● Task data:
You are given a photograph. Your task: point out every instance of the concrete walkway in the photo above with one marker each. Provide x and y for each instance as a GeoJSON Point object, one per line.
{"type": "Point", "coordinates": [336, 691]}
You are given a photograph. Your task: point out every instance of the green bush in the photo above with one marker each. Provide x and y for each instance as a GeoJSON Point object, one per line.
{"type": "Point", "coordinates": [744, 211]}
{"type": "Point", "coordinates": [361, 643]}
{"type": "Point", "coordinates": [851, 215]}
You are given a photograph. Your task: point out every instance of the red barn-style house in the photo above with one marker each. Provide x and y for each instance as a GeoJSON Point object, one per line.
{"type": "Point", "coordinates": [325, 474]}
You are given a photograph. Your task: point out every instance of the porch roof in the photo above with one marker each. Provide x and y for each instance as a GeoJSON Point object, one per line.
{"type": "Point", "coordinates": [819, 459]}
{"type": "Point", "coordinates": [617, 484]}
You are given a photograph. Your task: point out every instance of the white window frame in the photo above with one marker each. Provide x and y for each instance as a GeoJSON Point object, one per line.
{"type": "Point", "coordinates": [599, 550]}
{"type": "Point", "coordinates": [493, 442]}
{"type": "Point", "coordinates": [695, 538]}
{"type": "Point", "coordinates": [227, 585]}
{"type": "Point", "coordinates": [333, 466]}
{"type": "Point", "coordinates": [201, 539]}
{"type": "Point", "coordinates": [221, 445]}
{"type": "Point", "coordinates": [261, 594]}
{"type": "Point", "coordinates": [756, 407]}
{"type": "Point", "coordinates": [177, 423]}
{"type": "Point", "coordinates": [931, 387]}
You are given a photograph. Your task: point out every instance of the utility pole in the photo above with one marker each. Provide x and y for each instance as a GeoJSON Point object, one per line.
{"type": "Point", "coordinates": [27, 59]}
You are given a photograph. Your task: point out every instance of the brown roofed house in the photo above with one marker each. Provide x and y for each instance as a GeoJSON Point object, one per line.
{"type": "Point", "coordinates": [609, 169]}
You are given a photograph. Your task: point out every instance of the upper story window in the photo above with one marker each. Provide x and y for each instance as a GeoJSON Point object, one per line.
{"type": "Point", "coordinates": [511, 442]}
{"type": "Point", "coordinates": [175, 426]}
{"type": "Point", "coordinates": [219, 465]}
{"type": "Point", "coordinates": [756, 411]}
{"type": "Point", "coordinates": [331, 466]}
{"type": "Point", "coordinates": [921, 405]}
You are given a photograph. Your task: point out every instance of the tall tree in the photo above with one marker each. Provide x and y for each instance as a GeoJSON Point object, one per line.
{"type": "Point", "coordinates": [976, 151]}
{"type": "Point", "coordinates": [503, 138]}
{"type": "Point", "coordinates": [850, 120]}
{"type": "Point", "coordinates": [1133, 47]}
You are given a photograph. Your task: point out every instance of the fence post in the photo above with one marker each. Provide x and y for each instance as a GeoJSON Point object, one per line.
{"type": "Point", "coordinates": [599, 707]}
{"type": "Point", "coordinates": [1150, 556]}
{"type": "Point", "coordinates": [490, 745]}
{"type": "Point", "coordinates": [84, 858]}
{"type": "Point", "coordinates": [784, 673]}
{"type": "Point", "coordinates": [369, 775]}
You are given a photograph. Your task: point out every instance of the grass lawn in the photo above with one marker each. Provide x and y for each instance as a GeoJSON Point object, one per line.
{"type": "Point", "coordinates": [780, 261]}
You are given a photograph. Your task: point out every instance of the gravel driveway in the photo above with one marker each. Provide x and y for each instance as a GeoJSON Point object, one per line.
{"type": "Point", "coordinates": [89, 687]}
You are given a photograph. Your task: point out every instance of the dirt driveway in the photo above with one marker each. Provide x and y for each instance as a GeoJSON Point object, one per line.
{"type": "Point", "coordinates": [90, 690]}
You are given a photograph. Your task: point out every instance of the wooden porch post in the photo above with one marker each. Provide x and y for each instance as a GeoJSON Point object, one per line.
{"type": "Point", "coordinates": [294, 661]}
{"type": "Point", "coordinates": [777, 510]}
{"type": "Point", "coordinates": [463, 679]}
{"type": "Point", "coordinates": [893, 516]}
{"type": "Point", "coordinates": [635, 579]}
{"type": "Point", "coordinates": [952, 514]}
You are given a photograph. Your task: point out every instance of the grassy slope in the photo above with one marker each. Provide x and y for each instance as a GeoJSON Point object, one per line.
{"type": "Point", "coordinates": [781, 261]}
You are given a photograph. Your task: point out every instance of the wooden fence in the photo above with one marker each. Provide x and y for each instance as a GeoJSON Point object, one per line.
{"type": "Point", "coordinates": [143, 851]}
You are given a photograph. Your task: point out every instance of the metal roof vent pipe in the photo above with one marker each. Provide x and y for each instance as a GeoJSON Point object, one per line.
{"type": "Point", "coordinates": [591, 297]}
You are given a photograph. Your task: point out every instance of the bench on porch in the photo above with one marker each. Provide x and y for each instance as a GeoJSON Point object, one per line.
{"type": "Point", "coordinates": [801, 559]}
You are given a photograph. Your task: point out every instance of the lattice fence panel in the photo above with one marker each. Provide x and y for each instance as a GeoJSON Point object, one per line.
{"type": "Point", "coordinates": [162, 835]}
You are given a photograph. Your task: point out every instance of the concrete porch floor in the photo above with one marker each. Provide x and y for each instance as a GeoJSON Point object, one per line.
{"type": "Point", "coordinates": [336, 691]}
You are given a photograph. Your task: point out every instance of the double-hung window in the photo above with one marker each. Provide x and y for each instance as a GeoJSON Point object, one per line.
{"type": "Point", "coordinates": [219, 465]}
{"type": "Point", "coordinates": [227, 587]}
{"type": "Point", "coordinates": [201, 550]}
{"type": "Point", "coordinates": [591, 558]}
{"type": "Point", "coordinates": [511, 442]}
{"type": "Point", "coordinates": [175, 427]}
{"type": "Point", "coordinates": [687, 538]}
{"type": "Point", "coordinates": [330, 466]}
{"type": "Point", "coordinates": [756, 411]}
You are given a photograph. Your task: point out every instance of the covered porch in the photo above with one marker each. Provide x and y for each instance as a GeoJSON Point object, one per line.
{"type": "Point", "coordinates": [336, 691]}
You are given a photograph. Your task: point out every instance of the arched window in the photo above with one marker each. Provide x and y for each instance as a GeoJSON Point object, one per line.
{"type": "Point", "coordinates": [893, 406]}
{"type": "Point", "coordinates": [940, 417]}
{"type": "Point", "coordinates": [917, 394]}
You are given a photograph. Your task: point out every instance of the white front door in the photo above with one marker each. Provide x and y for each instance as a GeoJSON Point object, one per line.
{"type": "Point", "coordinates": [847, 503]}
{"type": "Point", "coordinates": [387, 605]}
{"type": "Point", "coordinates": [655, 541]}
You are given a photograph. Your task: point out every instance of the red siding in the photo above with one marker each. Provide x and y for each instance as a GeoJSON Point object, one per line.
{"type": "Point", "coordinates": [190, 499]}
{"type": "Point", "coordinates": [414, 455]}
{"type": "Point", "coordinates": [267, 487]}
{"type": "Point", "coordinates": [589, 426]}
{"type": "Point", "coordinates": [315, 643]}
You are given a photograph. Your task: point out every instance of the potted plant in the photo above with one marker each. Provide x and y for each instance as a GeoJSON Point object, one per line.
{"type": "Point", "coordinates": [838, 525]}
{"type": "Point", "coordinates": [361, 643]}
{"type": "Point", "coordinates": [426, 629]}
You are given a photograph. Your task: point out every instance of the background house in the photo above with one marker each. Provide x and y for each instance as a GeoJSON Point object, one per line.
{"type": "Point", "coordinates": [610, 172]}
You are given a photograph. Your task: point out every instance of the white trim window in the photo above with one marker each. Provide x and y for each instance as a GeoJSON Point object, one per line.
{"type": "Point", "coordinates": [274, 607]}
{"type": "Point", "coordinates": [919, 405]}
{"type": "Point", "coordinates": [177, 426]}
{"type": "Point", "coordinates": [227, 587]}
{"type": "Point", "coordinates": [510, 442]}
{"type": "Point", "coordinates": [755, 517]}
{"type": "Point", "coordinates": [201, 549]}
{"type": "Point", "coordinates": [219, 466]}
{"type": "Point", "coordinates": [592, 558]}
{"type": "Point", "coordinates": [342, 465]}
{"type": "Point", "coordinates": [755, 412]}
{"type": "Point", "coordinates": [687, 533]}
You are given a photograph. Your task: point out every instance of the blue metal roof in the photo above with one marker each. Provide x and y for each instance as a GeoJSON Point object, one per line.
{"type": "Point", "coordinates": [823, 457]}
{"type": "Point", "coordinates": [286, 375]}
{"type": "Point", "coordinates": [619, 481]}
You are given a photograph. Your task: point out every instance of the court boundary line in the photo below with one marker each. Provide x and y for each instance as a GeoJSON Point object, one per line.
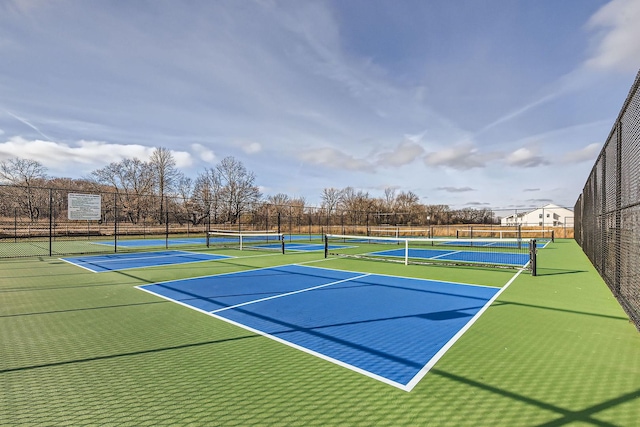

● The problem: Pictures are not part of the copy; reproduce exactly and only the lines from the line containing "of the potted" through the end of the listing.

● Output of the exercise:
You are given a photograph. Your task: point out every instance of the potted plant in the photo above with one marker each. Provide x and y for each instance as a GeoJSON Point object, one per line.
{"type": "Point", "coordinates": [838, 525]}
{"type": "Point", "coordinates": [361, 643]}
{"type": "Point", "coordinates": [426, 629]}
You are given a photograph. Your task: point out every instance of the background house in the photo above with one marker each. Provide x and y for each instance as a GeoJSON Point object, one per line.
{"type": "Point", "coordinates": [610, 172]}
You are given a photograph. Your task: point out every instance of the white trim window in the photo above with one marker each. Provide x and y for each instance as a GeoJSON Point object, one per line.
{"type": "Point", "coordinates": [274, 607]}
{"type": "Point", "coordinates": [919, 405]}
{"type": "Point", "coordinates": [177, 426]}
{"type": "Point", "coordinates": [227, 587]}
{"type": "Point", "coordinates": [510, 442]}
{"type": "Point", "coordinates": [755, 517]}
{"type": "Point", "coordinates": [201, 549]}
{"type": "Point", "coordinates": [219, 466]}
{"type": "Point", "coordinates": [592, 558]}
{"type": "Point", "coordinates": [342, 465]}
{"type": "Point", "coordinates": [755, 412]}
{"type": "Point", "coordinates": [687, 533]}
You are given a photograph. Your task: point out every instance of the blue metal roof in the photo above with one marker each. Provide x and y for each instance as a GeoJSON Point object, one per line.
{"type": "Point", "coordinates": [823, 457]}
{"type": "Point", "coordinates": [286, 375]}
{"type": "Point", "coordinates": [619, 481]}
You are given a photograph. Your task: point out every instance of the court boundary line in the photo below with one marker each. Provide x and y for each instance as a GeoJSON Point object, one per line.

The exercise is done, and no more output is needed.